Output every line of the data exactly as it appears.

----- Task material

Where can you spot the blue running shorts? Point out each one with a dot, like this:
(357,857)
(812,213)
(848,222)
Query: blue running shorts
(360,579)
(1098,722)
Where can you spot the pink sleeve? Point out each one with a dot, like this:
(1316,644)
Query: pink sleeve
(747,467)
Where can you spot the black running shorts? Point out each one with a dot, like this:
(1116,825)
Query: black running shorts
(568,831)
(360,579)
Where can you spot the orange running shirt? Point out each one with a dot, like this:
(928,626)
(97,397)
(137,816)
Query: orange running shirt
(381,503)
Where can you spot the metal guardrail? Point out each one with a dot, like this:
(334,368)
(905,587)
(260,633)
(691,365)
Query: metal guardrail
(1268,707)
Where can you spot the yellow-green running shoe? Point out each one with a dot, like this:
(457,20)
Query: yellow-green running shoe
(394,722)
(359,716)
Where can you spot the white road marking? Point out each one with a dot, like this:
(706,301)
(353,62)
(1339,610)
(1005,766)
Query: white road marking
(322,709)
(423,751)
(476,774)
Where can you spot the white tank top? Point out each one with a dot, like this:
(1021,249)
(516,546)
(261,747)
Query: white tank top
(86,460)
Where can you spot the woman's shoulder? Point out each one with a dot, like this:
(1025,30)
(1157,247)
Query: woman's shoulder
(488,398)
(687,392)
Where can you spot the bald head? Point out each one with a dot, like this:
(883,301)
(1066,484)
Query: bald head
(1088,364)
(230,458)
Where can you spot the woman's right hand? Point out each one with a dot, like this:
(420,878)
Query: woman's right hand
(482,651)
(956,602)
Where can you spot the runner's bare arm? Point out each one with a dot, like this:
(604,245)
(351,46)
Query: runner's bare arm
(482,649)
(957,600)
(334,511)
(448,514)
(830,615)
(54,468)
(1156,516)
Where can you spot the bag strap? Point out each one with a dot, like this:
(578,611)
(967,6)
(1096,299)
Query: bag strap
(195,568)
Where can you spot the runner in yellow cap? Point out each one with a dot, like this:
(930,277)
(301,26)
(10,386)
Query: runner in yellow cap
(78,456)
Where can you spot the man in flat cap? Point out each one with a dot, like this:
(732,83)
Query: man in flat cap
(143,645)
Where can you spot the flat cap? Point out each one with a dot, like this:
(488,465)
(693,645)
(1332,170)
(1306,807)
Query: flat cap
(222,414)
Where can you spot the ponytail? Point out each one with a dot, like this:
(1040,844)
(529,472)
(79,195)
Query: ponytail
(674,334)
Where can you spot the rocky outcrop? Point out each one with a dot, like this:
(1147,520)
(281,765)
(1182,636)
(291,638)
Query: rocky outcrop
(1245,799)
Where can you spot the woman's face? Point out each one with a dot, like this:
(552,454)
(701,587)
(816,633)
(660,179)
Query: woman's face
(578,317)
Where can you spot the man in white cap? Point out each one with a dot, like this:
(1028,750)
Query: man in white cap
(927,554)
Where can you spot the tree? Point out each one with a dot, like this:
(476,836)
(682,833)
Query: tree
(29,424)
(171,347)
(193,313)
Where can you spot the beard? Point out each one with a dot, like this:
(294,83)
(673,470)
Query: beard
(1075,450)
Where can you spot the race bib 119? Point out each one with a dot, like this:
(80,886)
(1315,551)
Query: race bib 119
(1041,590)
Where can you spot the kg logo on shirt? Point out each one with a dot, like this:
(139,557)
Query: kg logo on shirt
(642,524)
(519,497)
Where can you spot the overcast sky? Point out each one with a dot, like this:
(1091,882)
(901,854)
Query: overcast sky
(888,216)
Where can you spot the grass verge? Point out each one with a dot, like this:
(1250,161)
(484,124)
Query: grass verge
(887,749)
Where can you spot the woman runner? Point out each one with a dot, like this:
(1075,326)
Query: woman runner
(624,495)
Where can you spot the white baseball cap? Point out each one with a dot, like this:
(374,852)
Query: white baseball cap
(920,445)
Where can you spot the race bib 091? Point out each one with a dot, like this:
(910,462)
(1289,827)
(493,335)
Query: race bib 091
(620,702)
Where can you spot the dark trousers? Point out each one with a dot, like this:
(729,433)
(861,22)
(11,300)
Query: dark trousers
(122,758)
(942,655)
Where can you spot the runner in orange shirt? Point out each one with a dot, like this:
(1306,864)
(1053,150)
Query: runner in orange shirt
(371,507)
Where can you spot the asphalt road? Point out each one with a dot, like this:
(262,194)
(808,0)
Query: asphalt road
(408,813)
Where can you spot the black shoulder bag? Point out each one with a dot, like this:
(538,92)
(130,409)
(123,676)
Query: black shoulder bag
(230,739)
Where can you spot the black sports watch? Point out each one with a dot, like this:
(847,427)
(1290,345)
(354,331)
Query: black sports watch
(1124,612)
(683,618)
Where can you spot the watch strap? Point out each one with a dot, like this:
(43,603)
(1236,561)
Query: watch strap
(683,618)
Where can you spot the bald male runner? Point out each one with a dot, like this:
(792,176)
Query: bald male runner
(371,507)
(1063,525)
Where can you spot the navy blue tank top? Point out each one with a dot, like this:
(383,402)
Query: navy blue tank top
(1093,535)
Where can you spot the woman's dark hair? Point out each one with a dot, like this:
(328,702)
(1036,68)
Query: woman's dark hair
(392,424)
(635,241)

----------

## Worked solution
Where can you spot the blue running shorts? Point out each one with a dot, like this:
(357,857)
(812,213)
(848,222)
Query: blue running shorts
(360,579)
(1098,722)
Where can you spot the pink sleeve? Point out each one with a dot, like this:
(1316,644)
Query: pink sleeve
(747,467)
Where can you spot the black running shorts? Point out each one with a dot, like this:
(1116,825)
Query: black running shorts
(568,831)
(360,579)
Where can you spot the orange running shirt? Point out each one with a dot, like this:
(928,626)
(97,397)
(137,816)
Query: orange running shirt
(381,503)
Where can you spot the metal guardrail? Point out each one with a dot, like this:
(334,368)
(905,587)
(260,633)
(691,365)
Query: metal guardrail
(1268,707)
Where can you spot the yellow-green running shoe? Point out each one with a dot, like this:
(457,20)
Query: yellow-green running shoe
(394,722)
(359,716)
Where can you spot the white road marking? Point out each one with a dot, like this:
(706,301)
(353,62)
(1339,610)
(1005,766)
Query: white road marking
(322,709)
(423,751)
(476,774)
Where can you spot the white tank top? Point out each one with a dot, like this:
(1021,249)
(516,546)
(261,747)
Query: white tank top
(86,460)
Where can you spot the woman's shoulder? Point out each one with a dot, like this:
(1025,30)
(1157,247)
Query: woman's shoulder
(488,398)
(687,392)
Where can you spot the bald head? Point out each one with a dot, like this:
(883,301)
(1066,484)
Query: bald head
(1088,364)
(230,458)
Where can you spot the woman's right hand? Point out each one with a dot, like this:
(420,878)
Query: woman's right hand
(482,651)
(956,602)
Where can you spot the runner's bare arm? Point out each one with a dot, like this:
(604,245)
(351,46)
Query: runner's bare arm
(482,649)
(957,600)
(334,511)
(448,514)
(830,615)
(54,468)
(1156,516)
Where can you spot the bag strap? Point out each one with a dot, like this:
(578,611)
(967,6)
(1096,299)
Query: bag strap
(195,568)
Where can you spot the runner in yellow cap? Point out each one with a dot, like this:
(930,277)
(301,26)
(10,386)
Query: runner in yellow cap
(78,456)
Where can you spot the man in flat cap? Point out each one with a dot, like this:
(732,83)
Query: man in flat cap
(143,645)
Where can you spot the flat cap? Point out each one with a dot, like this:
(488,465)
(693,645)
(1332,170)
(1306,807)
Query: flat cap
(222,414)
Where can you spot the ponytail? Point out each one with a dot, like this:
(1040,844)
(529,472)
(79,195)
Query: ponytail
(674,334)
Where can you spot the rocky outcrop? Point out each one with a dot, like this:
(1147,520)
(281,765)
(1182,636)
(291,638)
Query: rocky outcrop
(1245,799)
Where can you spot the woman's face? Point out each one with a dot, like this:
(552,454)
(701,587)
(816,633)
(660,179)
Query: woman's face
(578,317)
Where can you spot the man in white cap? Point out each one with a dot, like this:
(1028,750)
Query: man in white cap
(927,554)
Where can you spot the tree? Point out each one with a dot, like this:
(476,836)
(682,833)
Query: tree
(29,424)
(171,347)
(193,313)
Where can you spot the beard? Point out each one with a dot, like this:
(294,83)
(673,470)
Query: beard
(1075,450)
Where can you spot the race bib 119? Point out each one with a dot, like this:
(80,886)
(1315,551)
Query: race bib 119
(1041,590)
Where can you spot the kg logo on shirt? Point out each one with a dot, like this:
(139,557)
Query: kg logo on shirt
(642,524)
(519,497)
Where can you spot the overcast sky? Point out each one with a dot, like this:
(1091,882)
(901,854)
Query: overcast sky
(888,216)
Where can you spot the grass verge? Point out each one with a dot, like this:
(1250,161)
(484,124)
Query: grass verge
(887,749)
Where can you spot the woman runner? Point out each one with a dot, like this:
(1075,326)
Query: woman runner
(624,495)
Where can you spot the white baseball cap? Point out each one with a dot, like this:
(374,852)
Query: white baseball cap
(920,445)
Where can you spot the race bib 091? Point out each one with a dot, like this:
(910,462)
(1289,827)
(493,335)
Query: race bib 091
(620,702)
Where can you spot the dark trousers? Point out each one with a dot, like this:
(729,433)
(861,22)
(11,300)
Query: dark trousers
(122,758)
(942,655)
Where can you spot the runner in orange shirt? Point out each one with a dot, like this:
(1306,864)
(1053,150)
Query: runner in orange shirt
(371,507)
Where can you spot the asphalt road? Point out each one with a dot, like this:
(262,194)
(808,0)
Query: asphalt road
(408,813)
Where can you spot the black shoulder bag? Point out each one with a dot, like this:
(538,92)
(130,409)
(123,676)
Query: black shoulder bag
(230,739)
Where can you spot the black sports watch? Point out each one with a dot, like this:
(847,427)
(1290,345)
(354,331)
Query: black sports watch
(1124,612)
(683,618)
Where can you spot the watch strap? Point out each one with a dot, like this:
(43,603)
(1236,561)
Query: watch strap
(683,618)
Where can you spot the bald male runner? Point out each one with a dot, like this:
(792,176)
Query: bald male runner
(371,507)
(1063,525)
Where can you spot the navy blue tank top? Point out each one with a dot, like this:
(383,402)
Query: navy blue tank top
(1093,535)
Where can you spot the woman's dark hair? Point out each one with a dot, like this:
(328,702)
(1036,68)
Query: woman's dark hair
(392,424)
(635,241)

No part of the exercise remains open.